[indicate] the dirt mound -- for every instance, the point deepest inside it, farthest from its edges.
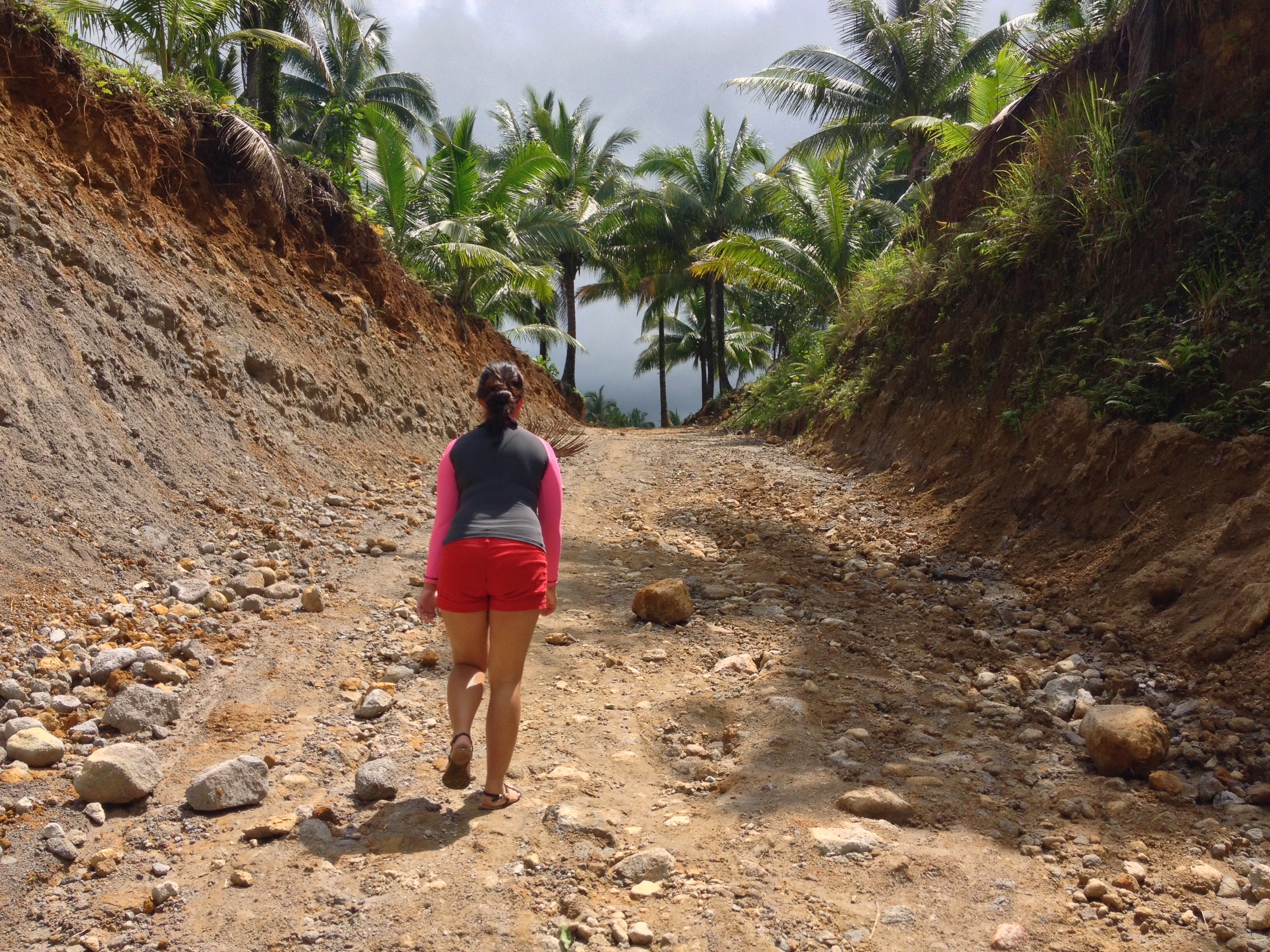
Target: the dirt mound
(176, 340)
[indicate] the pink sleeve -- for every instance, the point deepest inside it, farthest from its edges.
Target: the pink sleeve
(447, 504)
(552, 513)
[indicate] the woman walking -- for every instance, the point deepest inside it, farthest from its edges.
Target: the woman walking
(493, 564)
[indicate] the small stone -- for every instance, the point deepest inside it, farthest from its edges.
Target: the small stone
(1010, 936)
(242, 879)
(239, 782)
(1259, 917)
(36, 747)
(1124, 740)
(165, 673)
(63, 848)
(164, 891)
(378, 780)
(313, 601)
(640, 934)
(1166, 782)
(666, 602)
(138, 707)
(375, 704)
(189, 591)
(274, 827)
(844, 841)
(737, 664)
(654, 865)
(111, 660)
(1206, 876)
(119, 775)
(875, 803)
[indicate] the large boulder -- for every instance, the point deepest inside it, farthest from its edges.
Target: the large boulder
(189, 591)
(1124, 740)
(109, 662)
(239, 782)
(119, 775)
(138, 707)
(376, 780)
(36, 747)
(875, 804)
(666, 602)
(653, 865)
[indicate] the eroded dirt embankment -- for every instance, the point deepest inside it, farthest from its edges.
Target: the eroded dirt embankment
(173, 334)
(1158, 527)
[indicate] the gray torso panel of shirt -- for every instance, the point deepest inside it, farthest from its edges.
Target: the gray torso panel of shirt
(500, 476)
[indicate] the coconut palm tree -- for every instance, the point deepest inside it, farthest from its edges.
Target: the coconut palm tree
(590, 178)
(679, 337)
(341, 84)
(915, 59)
(991, 92)
(708, 191)
(826, 222)
(184, 38)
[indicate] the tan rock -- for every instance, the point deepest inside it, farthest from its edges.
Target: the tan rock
(312, 600)
(274, 827)
(1168, 782)
(877, 804)
(36, 747)
(1124, 740)
(666, 602)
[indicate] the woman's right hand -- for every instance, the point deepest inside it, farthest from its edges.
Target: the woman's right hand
(428, 602)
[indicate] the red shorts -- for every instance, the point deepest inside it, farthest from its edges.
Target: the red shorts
(492, 574)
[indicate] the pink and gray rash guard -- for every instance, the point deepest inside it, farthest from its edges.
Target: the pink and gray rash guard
(498, 485)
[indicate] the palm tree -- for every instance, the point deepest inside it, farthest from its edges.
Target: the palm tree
(681, 338)
(916, 59)
(340, 86)
(179, 37)
(472, 225)
(990, 93)
(826, 224)
(708, 191)
(590, 178)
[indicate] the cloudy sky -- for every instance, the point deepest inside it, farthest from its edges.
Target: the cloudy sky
(653, 65)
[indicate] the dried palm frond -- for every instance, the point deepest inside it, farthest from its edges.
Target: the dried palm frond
(258, 155)
(566, 438)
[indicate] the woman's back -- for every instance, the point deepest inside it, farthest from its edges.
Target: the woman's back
(500, 476)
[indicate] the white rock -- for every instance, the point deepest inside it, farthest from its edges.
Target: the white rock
(239, 782)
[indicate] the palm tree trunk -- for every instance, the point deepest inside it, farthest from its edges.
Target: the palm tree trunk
(661, 366)
(721, 341)
(708, 340)
(568, 273)
(270, 96)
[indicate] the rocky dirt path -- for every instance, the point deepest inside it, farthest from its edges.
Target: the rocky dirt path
(681, 784)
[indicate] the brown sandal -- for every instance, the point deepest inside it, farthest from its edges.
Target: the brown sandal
(458, 776)
(501, 802)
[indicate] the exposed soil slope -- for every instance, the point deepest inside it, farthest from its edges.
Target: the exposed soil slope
(171, 334)
(1085, 399)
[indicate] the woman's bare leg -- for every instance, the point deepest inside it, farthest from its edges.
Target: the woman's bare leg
(510, 636)
(469, 643)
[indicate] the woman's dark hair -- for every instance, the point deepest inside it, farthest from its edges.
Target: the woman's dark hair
(501, 388)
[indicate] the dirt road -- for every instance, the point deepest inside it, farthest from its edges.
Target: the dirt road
(873, 659)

● ● ● ●

Write out, unchanged, everything above from the line containing "[indicate] the woman's dark" down to the end of the records.

[indicate] the woman's dark hair -- for every instance, the point deepest inside it, farthest from its edges.
Target: the woman's dark hair
(501, 388)
[indicate] the dirt road -- for every instance, the point deepest inside it, farthest from its edges.
Target: the dirt road
(873, 659)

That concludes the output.